DATA SECTION:
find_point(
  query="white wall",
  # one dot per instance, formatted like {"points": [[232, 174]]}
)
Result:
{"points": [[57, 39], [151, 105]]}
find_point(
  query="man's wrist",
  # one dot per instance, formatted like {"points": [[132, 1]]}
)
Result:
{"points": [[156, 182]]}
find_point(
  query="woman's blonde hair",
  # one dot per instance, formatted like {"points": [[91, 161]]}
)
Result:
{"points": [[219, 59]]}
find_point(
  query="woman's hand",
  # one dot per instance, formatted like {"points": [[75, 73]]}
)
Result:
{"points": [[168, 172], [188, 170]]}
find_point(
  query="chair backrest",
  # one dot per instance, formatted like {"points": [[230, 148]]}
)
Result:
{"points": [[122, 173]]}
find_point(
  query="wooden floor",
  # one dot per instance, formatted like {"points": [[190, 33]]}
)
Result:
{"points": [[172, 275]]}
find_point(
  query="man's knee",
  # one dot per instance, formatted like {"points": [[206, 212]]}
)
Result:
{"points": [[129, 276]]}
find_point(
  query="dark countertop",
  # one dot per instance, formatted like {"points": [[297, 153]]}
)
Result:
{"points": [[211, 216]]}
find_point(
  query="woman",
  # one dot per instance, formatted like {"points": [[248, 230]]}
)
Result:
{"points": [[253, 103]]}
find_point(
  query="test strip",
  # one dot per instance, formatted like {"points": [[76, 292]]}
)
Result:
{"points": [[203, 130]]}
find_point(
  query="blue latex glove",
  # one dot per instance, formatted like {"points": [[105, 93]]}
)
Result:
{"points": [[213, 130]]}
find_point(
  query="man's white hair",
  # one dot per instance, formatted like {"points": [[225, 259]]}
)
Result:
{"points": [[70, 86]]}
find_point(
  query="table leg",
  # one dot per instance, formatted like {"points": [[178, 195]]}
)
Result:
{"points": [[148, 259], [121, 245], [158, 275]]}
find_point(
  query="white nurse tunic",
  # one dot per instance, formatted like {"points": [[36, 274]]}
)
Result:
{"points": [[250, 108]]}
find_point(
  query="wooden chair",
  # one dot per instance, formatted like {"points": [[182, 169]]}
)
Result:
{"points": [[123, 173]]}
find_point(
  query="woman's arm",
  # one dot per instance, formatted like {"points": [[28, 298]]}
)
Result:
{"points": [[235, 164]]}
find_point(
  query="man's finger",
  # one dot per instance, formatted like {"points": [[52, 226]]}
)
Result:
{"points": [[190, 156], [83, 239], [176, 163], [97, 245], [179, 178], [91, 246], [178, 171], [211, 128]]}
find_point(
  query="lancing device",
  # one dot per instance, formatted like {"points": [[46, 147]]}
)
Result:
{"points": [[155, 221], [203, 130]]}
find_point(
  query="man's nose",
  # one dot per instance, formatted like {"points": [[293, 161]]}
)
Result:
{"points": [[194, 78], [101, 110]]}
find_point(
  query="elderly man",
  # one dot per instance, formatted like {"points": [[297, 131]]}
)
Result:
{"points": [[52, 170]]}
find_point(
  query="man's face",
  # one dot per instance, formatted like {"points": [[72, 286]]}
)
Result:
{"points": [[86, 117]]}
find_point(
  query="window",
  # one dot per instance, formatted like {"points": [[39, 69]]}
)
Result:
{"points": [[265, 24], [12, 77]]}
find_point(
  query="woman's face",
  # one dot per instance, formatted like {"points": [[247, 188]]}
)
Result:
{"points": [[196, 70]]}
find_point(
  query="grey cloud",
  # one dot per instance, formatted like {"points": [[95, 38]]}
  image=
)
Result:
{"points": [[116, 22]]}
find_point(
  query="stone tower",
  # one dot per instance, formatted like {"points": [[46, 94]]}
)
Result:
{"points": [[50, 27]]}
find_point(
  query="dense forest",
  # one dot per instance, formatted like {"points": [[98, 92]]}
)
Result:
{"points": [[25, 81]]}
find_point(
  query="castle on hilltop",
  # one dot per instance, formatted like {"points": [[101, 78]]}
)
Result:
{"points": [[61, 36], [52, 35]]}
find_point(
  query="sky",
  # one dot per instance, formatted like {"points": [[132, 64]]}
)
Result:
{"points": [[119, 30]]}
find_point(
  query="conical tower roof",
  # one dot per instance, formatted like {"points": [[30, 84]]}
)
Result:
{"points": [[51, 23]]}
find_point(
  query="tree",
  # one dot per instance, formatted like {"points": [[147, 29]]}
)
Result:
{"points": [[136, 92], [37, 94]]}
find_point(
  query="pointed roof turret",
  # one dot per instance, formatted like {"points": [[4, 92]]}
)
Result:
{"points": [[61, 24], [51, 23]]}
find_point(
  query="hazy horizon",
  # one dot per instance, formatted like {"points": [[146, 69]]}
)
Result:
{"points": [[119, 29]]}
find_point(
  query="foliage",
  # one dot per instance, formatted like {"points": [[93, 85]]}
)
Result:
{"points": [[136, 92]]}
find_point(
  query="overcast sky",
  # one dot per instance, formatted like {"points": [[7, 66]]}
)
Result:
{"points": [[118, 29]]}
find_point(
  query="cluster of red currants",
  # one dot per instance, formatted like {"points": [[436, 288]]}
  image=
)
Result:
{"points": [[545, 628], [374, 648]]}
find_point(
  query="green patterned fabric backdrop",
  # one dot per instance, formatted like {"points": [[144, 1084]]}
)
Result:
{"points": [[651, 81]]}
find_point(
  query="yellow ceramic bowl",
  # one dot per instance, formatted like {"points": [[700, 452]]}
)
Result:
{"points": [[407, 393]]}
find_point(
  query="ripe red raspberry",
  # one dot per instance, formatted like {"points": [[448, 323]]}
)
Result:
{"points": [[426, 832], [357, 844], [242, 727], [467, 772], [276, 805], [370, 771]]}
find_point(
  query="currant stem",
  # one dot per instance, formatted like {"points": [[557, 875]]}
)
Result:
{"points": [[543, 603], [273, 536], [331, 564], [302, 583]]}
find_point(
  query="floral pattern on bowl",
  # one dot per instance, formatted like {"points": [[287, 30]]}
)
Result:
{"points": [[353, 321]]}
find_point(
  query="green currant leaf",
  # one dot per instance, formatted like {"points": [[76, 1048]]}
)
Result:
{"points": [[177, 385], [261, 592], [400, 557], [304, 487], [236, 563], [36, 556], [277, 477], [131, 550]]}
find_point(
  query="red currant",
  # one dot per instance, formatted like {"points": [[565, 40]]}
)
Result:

EXERCISE AIM: Repeat the data precisely, reproducing every entry.

WRITTEN SOLUTION:
find_point(
  query="white wall",
  # one dot per instance, formatted like {"points": [[232, 174]]}
)
Result:
{"points": [[57, 39], [151, 105]]}
find_point(
  query="man's wrist",
  # one dot per instance, formatted like {"points": [[132, 1]]}
)
Result:
{"points": [[156, 182]]}
find_point(
  query="woman's blonde hair",
  # one dot per instance, formatted like {"points": [[91, 161]]}
)
Result:
{"points": [[219, 59]]}
find_point(
  query="woman's hand",
  # one dot per instance, formatted like {"points": [[75, 73]]}
)
Result:
{"points": [[168, 172], [188, 170]]}
find_point(
  query="chair backrest",
  # one dot per instance, formatted like {"points": [[230, 148]]}
)
Result:
{"points": [[122, 173]]}
find_point(
  query="wooden floor",
  # one dot per instance, formatted like {"points": [[190, 33]]}
)
Result:
{"points": [[172, 275]]}
find_point(
  query="man's knee",
  # one dot per instance, formatted like {"points": [[206, 212]]}
)
Result:
{"points": [[129, 276]]}
find_point(
  query="dark countertop",
  # one dot per instance, formatted like {"points": [[297, 153]]}
)
Result:
{"points": [[211, 216]]}
find_point(
  query="woman",
  # one dot per instance, formatted like {"points": [[248, 230]]}
)
Result:
{"points": [[253, 103]]}
find_point(
  query="test strip",
  # one dot per instance, formatted like {"points": [[76, 292]]}
)
Result:
{"points": [[203, 130]]}
find_point(
  query="blue latex glove",
  # one dot per instance, formatted like {"points": [[105, 93]]}
)
Result:
{"points": [[213, 130]]}
find_point(
  query="man's white hair",
  # one dot per instance, formatted like {"points": [[225, 259]]}
)
Result:
{"points": [[70, 86]]}
find_point(
  query="table leg",
  # one dot per instance, formatted like {"points": [[178, 195]]}
)
Result:
{"points": [[148, 259], [121, 245], [158, 275]]}
find_point(
  query="white nurse tunic",
  # one dot per instance, formatted like {"points": [[36, 274]]}
)
Result:
{"points": [[250, 108]]}
find_point(
  query="wooden chair",
  # one dot per instance, formatted like {"points": [[182, 169]]}
)
Result:
{"points": [[123, 173]]}
find_point(
  query="woman's arm",
  # one dot per instance, formatted like {"points": [[28, 298]]}
)
Result:
{"points": [[235, 164]]}
find_point(
  query="man's finger",
  # one dot per instance, formatted like {"points": [[52, 226]]}
)
Result:
{"points": [[190, 156], [83, 239], [176, 163], [97, 245], [179, 178], [91, 246], [178, 171], [211, 128]]}
find_point(
  query="lancing device",
  # one dot per instance, formatted like {"points": [[46, 147]]}
)
Result:
{"points": [[155, 221], [203, 130]]}
find_point(
  query="man's nose",
  # one dot per instance, formatted like {"points": [[293, 161]]}
)
Result:
{"points": [[194, 78], [101, 110]]}
find_point(
  query="elderly man",
  # one dot per instance, formatted like {"points": [[297, 131]]}
)
Result:
{"points": [[52, 170]]}
find_point(
  query="man's face",
  # one dot per instance, formatted like {"points": [[72, 286]]}
)
Result:
{"points": [[86, 117]]}
find_point(
  query="window",
  # one dot per instance, formatted like {"points": [[39, 69]]}
)
Result:
{"points": [[265, 24], [12, 77]]}
find_point(
  query="woman's face",
  # one dot per instance, formatted like {"points": [[247, 188]]}
)
Result:
{"points": [[196, 70]]}
find_point(
  query="grey cloud",
  # one dot per instance, formatted like {"points": [[95, 38]]}
  image=
)
Result:
{"points": [[116, 22]]}
find_point(
  query="stone tower",
  # one dot per instance, formatted like {"points": [[46, 94]]}
)
Result:
{"points": [[50, 27]]}
find_point(
  query="dense forest",
  # one dot per instance, formatted like {"points": [[98, 92]]}
)
Result:
{"points": [[25, 81]]}
find_point(
  query="castle on hilltop",
  # one dot per instance, formatted like {"points": [[101, 78]]}
)
Result:
{"points": [[61, 36], [52, 35]]}
find_point(
  query="sky",
  # one dot per instance, formatted like {"points": [[132, 64]]}
)
Result:
{"points": [[119, 30]]}
find_point(
  query="conical tower roof",
  # one dot per instance, formatted like {"points": [[30, 84]]}
)
Result:
{"points": [[51, 23]]}
find_point(
  query="tree",
  # one dot per instance, formatted like {"points": [[147, 29]]}
)
Result:
{"points": [[136, 92], [37, 94]]}
find_point(
  query="pointed roof turret",
  # one dot per instance, formatted like {"points": [[4, 92]]}
)
Result:
{"points": [[61, 24], [51, 23]]}
find_point(
  query="hazy horizon",
  # one dot per instance, formatted like {"points": [[146, 69]]}
)
Result:
{"points": [[119, 29]]}
find_point(
  query="foliage",
  # one dot per instance, formatted like {"points": [[93, 85]]}
)
Result:
{"points": [[136, 92]]}
find_point(
  query="overcast sky",
  # one dot per instance, formatted like {"points": [[7, 66]]}
)
Result:
{"points": [[118, 29]]}
find_point(
  query="cluster of red currants",
  # one dot per instance, formatted like {"points": [[436, 288]]}
  image=
)
Result:
{"points": [[545, 628], [374, 648]]}
find_point(
  query="green patterned fabric backdrop",
  # one dot per instance, formatted like {"points": [[144, 1084]]}
)
Result:
{"points": [[651, 81]]}
find_point(
  query="yellow ceramic bowl",
  # one dot per instance, formatted like {"points": [[700, 452]]}
)
Result:
{"points": [[407, 393]]}
find_point(
  query="ripe red raspberry",
  # one dot per instance, formatted like {"points": [[448, 323]]}
)
Result:
{"points": [[426, 832], [357, 844], [242, 727], [467, 772], [276, 805], [370, 771]]}
find_point(
  query="currant stem",
  # one dot per instance, formatted like {"points": [[557, 875]]}
)
Result:
{"points": [[543, 603], [273, 536], [331, 564], [302, 583]]}
find_point(
  query="floral pattern on bowl",
  # one dot per instance, formatted like {"points": [[287, 30]]}
)
Result:
{"points": [[353, 321]]}
find_point(
  query="green currant leaf",
  # one dot per instance, formatted like {"points": [[76, 1048]]}
)
Result:
{"points": [[177, 385], [261, 592], [400, 557], [304, 487], [236, 563], [36, 556], [277, 477], [131, 550]]}
find_point(
  query="red currant",
  # one dot per instance, formatted like {"points": [[565, 40]]}
)
Result:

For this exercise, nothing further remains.